═════ Trecho do documento ═════

A QUESTÃO AMBIENTAL E O DESMATAMENTO DA AMAZÔNIA

A QUESTÃO AMBIENTAL E O DESMATAMENTO DA AMAZÔNIA

 

MAURO DECOURT*

Nos anos 70, quando cursava Biologia, assisti, certa vez, a uma palestra na Universidade, proferida por membros do então IBDF (Instituto Brasileiro de Desenvolvimento Florestal), atual IBAMA (Instituto Brasileiro do Meio Ambiente e dos Recursos Naturais Renováveis) sobre as Unidades de Conservação do Brasil. Neste evento foram destacadas a riqueza biológica, a beleza cênica, a realidade destas Unidades e a importância em protegê-las.

Minha identificação com o tema tratado na referida palestra foi tanta que, a partir daí, passei a percorrer, de maneira sistemática, os Parques Nacionais brasileiros, atividade que mantenho até hoje. Os Parques Nacionais são Unidades de Conservação que têm a finalidade de proteger os recursos naturais de uma área, preservando a fauna e a flora que compõem os diversos ecossistemas brasileiros e, deste modo, ajudando a preservar a biodiversidade.

Entretanto, ao mesmo tempo em que, em minhas incursões pelos Parques, encantava-me com a beleza natural de nossos biomas, pude testemunhar a triste realidade por eles vivenciada. Passei então a ler assiduamente os artigos e a acompanhar os depoimentos de biólogos, técnicos e outros profissionais desta Área, os quais, de algum modo, estavam comprometidos com a conservação da natureza. Vem desta data minha admiração por alguns dos maiores ambientalistas brasileiros, tais como: Ibsen de Gusmão Câmara, Maria Tereza Jorge Pádua, Alceo Magnanini e Wanderbilt Duarte de Barros, que se tornaram referências para mim. Nos artigos destes dedicados conservacionistas já eram denunciados o abandono e o descaso para com os Parques, vitimados por problemas de toda sorte, dentre eles: regulação fundiária, escassez de recursos humanos, incêndios criminosos, caça predatória, extração de madeira, abertura de estradas e construção de hidrelétricas. Dói muito lembrar a destruição do Parque Nacional de Sete Quedas para a construção da hidrelétrica de Itaipu, sem se discutir sequer um projeto alternativo (que havia). Os versos de nosso Carlos Drummond de Andrade não deixam dúvida:

“Sete Quedas por nós passaram

E não soubemos amá-las

E todas sete foram mortas”

═════ Conteúdo dos dados ═════

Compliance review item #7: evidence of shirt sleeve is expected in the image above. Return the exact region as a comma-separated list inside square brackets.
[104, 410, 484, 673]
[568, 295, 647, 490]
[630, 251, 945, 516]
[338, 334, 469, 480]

═════

Trabalho solicitado
A. Responda às perguntas abaixo com base no texto sobre a questão ambiental e o desmatamento da Amazônia.
(i) Que curso Mauro Decourt fazia nos anos 70, quando assistiu à palestra?
(ii) Qual é o nome atual do IBDF, segundo o texto?
(iii) Que Parque Nacional foi destruído para a construção da hidrelétrica de Itaipu?
B. Retome o texto sobre a questão ambiental e o desmatamento da Amazônia e dê continuidade a ele a partir do ponto em que termina.

Respostas dadas
A.
(i) Biologia.
(ii) IBAMA (Instituto Brasileiro do Meio Ambiente e dos Recursos Naturais Renováveis).
(iii) O Parque Nacional de Sete Quedas.

B.
Foi ainda num destes artigos que li uma citação de outro grande ambientalista, Hugo Werneck, que ficou gravada em minha memória. Dizia: “No Brasil, o poder político vive a reboque do poder econômico.” Werneck se referia naquele momento, ao fato de o governo na época, ter autorizado a abertura de uma estrada cortando o Parque Nacional do Araguaia (a legislação dos Parques proíbe tal ação), cedendo às pressões do grupo econômico BCN (Banco de Crédito Nacional). Ao longo dos anos pude constatar em várias ocasiões a veracidade desta citação, veracidade que permanece até os dias atuais.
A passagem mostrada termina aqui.